* begin GIVEN RECORDS *
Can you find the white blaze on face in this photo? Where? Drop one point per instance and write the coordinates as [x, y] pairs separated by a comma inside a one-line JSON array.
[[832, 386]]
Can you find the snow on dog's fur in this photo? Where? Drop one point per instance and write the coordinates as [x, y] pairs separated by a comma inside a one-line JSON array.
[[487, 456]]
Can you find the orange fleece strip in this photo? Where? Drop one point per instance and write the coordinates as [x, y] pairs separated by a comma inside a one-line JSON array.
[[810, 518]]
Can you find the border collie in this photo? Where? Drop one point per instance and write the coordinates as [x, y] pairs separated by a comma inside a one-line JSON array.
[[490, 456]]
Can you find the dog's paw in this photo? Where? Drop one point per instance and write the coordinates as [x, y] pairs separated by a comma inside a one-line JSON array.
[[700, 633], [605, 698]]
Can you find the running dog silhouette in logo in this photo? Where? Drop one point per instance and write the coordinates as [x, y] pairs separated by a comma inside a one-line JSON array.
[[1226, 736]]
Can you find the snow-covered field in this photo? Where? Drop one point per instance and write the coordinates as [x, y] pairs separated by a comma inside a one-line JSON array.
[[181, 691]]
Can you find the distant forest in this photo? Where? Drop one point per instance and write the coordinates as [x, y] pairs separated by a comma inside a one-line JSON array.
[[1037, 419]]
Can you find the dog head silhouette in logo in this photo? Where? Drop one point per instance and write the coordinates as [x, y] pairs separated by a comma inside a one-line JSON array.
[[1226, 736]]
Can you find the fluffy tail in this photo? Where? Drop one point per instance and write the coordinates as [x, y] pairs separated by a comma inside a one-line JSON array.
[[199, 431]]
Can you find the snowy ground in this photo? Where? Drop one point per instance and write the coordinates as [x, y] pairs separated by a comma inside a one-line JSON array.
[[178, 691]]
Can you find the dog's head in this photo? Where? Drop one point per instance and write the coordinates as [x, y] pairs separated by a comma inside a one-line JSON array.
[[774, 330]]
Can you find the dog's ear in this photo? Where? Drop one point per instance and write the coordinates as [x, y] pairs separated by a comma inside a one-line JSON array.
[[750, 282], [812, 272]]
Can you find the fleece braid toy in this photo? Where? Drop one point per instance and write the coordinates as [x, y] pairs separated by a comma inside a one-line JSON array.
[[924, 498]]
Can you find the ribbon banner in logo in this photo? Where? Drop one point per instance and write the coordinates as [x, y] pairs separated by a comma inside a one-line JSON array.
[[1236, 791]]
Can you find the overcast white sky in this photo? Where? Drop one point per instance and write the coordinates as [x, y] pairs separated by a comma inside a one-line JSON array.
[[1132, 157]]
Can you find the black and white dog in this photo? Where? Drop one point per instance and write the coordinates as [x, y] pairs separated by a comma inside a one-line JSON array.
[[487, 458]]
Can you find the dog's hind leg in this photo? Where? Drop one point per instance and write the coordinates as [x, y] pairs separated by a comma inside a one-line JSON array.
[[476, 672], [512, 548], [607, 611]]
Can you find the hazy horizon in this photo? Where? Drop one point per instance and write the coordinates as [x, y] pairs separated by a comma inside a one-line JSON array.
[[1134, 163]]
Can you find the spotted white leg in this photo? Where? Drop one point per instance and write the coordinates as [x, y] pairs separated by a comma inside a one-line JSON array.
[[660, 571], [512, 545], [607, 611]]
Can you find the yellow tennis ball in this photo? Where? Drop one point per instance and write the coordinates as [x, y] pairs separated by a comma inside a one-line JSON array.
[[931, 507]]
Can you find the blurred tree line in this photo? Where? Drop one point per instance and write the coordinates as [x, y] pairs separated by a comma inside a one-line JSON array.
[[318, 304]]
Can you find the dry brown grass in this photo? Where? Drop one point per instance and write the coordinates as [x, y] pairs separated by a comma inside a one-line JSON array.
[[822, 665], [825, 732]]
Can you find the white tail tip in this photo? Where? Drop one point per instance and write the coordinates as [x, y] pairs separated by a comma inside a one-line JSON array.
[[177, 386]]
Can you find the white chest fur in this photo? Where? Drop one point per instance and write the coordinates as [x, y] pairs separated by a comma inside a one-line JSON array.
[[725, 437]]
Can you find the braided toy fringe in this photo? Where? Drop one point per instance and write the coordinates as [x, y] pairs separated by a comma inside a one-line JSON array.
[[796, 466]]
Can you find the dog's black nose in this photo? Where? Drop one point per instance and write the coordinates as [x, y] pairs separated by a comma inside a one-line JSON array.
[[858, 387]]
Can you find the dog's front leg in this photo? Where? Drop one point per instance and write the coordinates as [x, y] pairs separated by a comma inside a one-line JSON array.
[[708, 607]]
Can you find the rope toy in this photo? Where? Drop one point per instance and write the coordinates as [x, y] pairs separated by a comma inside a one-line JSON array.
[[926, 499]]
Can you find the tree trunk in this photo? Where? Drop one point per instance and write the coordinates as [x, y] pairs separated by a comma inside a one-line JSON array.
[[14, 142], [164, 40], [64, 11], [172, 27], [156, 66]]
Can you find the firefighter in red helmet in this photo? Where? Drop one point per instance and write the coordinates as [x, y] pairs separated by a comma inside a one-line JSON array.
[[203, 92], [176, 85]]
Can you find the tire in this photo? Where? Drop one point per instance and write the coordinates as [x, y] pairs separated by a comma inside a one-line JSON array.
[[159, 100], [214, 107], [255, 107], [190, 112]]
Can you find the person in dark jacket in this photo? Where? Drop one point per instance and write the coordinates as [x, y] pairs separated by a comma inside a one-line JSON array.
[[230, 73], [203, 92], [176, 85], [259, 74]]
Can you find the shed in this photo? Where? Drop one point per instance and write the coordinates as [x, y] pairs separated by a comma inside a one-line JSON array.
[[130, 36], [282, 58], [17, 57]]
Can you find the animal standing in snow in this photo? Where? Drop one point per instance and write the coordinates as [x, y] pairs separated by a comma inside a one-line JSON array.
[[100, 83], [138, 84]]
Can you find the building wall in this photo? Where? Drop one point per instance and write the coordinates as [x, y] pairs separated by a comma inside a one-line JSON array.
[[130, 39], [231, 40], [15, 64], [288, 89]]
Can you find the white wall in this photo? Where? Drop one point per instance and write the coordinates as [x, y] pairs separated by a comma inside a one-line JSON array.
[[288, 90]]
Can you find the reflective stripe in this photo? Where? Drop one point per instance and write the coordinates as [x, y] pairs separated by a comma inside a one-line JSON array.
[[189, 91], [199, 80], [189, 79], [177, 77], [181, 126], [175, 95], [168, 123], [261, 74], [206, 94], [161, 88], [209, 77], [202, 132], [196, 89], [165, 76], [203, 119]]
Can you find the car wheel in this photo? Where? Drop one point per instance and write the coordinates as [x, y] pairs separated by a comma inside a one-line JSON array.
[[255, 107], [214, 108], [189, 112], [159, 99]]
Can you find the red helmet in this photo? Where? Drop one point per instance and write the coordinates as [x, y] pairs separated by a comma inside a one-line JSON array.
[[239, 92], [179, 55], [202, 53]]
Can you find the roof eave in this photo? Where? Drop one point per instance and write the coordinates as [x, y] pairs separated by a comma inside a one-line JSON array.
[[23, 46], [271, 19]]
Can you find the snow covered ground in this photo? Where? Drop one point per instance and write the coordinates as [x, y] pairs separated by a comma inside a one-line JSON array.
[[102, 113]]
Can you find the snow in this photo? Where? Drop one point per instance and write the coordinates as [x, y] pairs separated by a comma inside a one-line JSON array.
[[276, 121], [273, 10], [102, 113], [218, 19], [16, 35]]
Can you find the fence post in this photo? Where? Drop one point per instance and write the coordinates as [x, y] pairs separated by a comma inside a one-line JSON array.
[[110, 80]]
* end GIVEN RECORDS *
**EXERCISE:**
Return every item above verbatim, line for line, with nothing altered.

**IN RESPONSE:**
Can you find the white blaze on face in this photo? Where? Drop one point per instance and write the coordinates as [x, y] pairs separated by a comma inside a one-line JSON array.
[[832, 386]]
Can you find the snow on dog's fur in this photo? Where? Drop one point per instance and write the coordinates as [x, y] pairs separated by a comma inside a one-line JSON array.
[[487, 456]]
Can you find the orange fleece strip in this photo? Where? Drop one point per instance and write the coordinates as [x, y] pairs separated by a comma inside a one-line JSON array.
[[810, 518]]
Can you find the border collie in this photo? Where? Drop one point per instance and write the coordinates as [x, y] pairs separated by a comma inside a one-line JSON array.
[[490, 456]]
Can you find the dog's paw in this photo? Where? Drop one point per instance and write the coordinates as [x, y] pairs separated by a comma inside a one-line JSON array.
[[700, 633], [605, 698]]
Can you find the running dog silhouette in logo in this photo? Where? Drop one point per instance and write the coordinates as [x, y] pairs separated by a comma inside a one-line JSON array.
[[1226, 736]]
Can you find the snow-covered field in this photo? Where? Drop one point per instance and write the coordinates as [x, y] pairs separated by a comma inside a one-line JSON array.
[[181, 691]]
Can you find the distant forest in this photo? Where? Drop one point per instance and write the coordinates as [x, y] pairs separated by a comma inside a one-line JSON array.
[[1037, 419]]
Can you find the dog head silhouette in logo in this photo? Where? Drop one point per instance and write the coordinates as [x, y] pairs separated by a comma inside a one-line JSON array.
[[1226, 736]]
Can you find the fluffy tail in this photo? Where? Drop one point per instance and write the coordinates as [x, y] pairs separated by a comma inside a one-line JSON array.
[[199, 431]]
Can you find the snowy ground in this photo? Where? Drop one point per instance and write the coordinates as [x, y] pairs separated by a comma inside a one-line JSON array.
[[178, 691]]
Can you find the dog's head in this photo? Where? Drop one point per instance and write the coordinates as [x, y] pairs separated by a comma inside a one-line JSON array.
[[774, 330]]
Can you find the dog's ear in this photo? Where? Drop one point per instance and write the coordinates as [x, y] pairs separated by a comma inside a one-line JSON array.
[[750, 282], [812, 272]]
Can you find the fleece braid toy in this photo? Where? Drop one point per instance and write the coordinates as [x, y] pairs separated by a comma inside a one-line JSON array.
[[924, 498]]
Can you find the ribbon banner in logo in this photo? Where? Drop one point per instance and write the coordinates as [x, y] pairs separated by a comma inside a one-line JSON array.
[[1236, 791]]
Can you find the overcast white sky in this photo? Where? Drop one point per instance and write the coordinates as [x, y] pairs separated by a comma inside a one-line JSON array.
[[1132, 157]]
Can you find the black and white dog in this photo? Where? Drop one point per instance and write the coordinates as [x, y] pairs separated by a comma inside a one-line JSON array.
[[487, 458]]
Can you find the dog's hind leg in this photo? Where? Drop one point per instance and write the coordinates as [x, y] pairs separated by a comma inside a one-line JSON array.
[[476, 672], [512, 548], [607, 611]]
Can you find the hazy horizon in this photo? Where? Drop one point per instance and write the coordinates as [x, y] pairs separated by a comma inside a one-line JSON array.
[[1134, 163]]
Can you find the spotted white leg in this photo? Where? Drop one point per instance and write the coordinates as [x, y] pairs separated by a comma inside a one-line JSON array.
[[660, 571], [512, 545], [607, 611]]
Can you find the yellow tennis ball in this photo? Where? Drop one point per instance and write the coordinates as [x, y] pairs separated by a comma inside a one-line JSON array.
[[931, 507]]
Can you find the blurred tree line in this photo? Where? Drop one point per instance and write the coordinates as [x, y] pairs separated by a comma inside a one-line JSON array.
[[318, 304]]
Can you find the dry brown grass in this photo? Where? Drop one point per instance and write the coordinates as [x, y] pairs separated by a comma inside a one-line JSON array.
[[822, 665], [825, 732]]
Can you find the white tail tip in this photo? Where? Drop one point per instance and write the coordinates as [x, y] pairs separated by a comma inside a one-line JSON array.
[[177, 386]]
Can you find the white chest fur in this photo? Where? Drop one point per instance and write the coordinates as [x, y] pairs separated by a comma inside a one-line JSON array.
[[725, 437]]
Can you find the braided toy fringe in this photo? Where? Drop one point per instance and write the coordinates as [x, y] pairs separated by a comma inside a one-line JSON array.
[[796, 466]]
Can you find the dog's black nose in this photo? Where? Drop one point per instance and write the coordinates as [x, y] pairs separated by a comma inside a one-line JSON array.
[[858, 387]]
Can you find the dog's front leg in this photo? Where? Drop one point per instance and write the coordinates as [x, y] pairs separated by a comma inside a one-line JSON array.
[[708, 607]]
Can you find the rope toy in this photo? Where? Drop one point per instance and write the coordinates as [x, y] pairs separated by a comma inside a one-line JSON array.
[[926, 499]]
Can you find the tree trunk in this photo? Where? Drop one point per instance and write the coordinates as [x, y] pairs separated by a comma inside a one-line JSON array.
[[14, 142], [164, 40], [64, 11], [172, 27], [156, 66]]
Can you find the firefighter in red helmet in this photo? Where? Drop one point per instance and write the coordinates as [x, y] pairs separated by a comma inside a one-line JSON array.
[[203, 92], [176, 85]]
Can you find the tire in this photo? Where? Drop one point per instance and write the coordinates as [x, y] pairs separated by a comma inside a one-line JSON array.
[[159, 100], [214, 107], [255, 107], [190, 112]]
Can you find the person in dark jacket in this photo? Where? Drop one point per instance and write the coordinates as [x, y] pairs separated by a comma inside a one-line JSON array.
[[230, 73], [203, 92], [176, 85], [259, 74]]
Can you find the shed in this photo? Where? Drop one point per instance and write the coordinates as [x, y] pairs separated by a comma inside a one-line JSON array.
[[130, 36], [282, 58], [17, 57]]
Can you find the animal standing in snow in this photo? Where? Drop one point per instance and write the coordinates as [x, y] pairs separated by a comma inside a one-line JSON array.
[[100, 83], [138, 84]]
Can you find the building wall in this photo? Where? Drop one point per instance and write the coordinates as [x, y] pairs separated by a comma inside a one-line JSON array.
[[130, 39], [231, 40], [15, 64], [288, 89]]
Can you find the white wall in this photo? Where? Drop one point per instance and write the coordinates as [x, y] pairs separated by a comma inside a one-line JSON array.
[[288, 90]]
Can you find the reflective stripe in this photo? Where? Drop one point per instance and write the coordinates as [x, y] pairs separated by a comma inside a one-line JSON array.
[[189, 91], [199, 80], [189, 79], [177, 77], [181, 126], [175, 95], [168, 123], [261, 74], [206, 94], [161, 88], [209, 77], [202, 132], [196, 89], [165, 76], [203, 119]]
Can you find the car wheel in this photo? Where? Drop one point per instance and write the coordinates as [x, y] pairs separated by a comma inside a one-line JSON array.
[[255, 107], [214, 108], [189, 112], [159, 99]]
Can you find the red helmet in this photo? Where? Drop one point per instance and write the coordinates as [x, y] pairs separated by a comma inside a one-line JSON array.
[[239, 92], [179, 55], [202, 53]]
Can you find the roof eave in this photo? Where? Drop one point per instance and write the coordinates as [x, y] pairs separated by a comma inside a one-line JSON array.
[[23, 46], [271, 19]]
Can you find the snow covered ground in this photo? Where? Drop one point per instance and write the coordinates as [x, y] pairs separated by a comma inside a one-line JSON array.
[[102, 113]]
Can you find the snow in this photo? Where? Drop one point per instance and write the coordinates as [x, y] pairs separated by a comma inside a one-line JSON array.
[[276, 121], [273, 10], [102, 113], [218, 19], [16, 35]]
Can you find the fence post in this photo? Where? Drop one point per instance and write the coordinates as [x, y] pairs separated by a comma inside a one-line JSON array.
[[110, 80]]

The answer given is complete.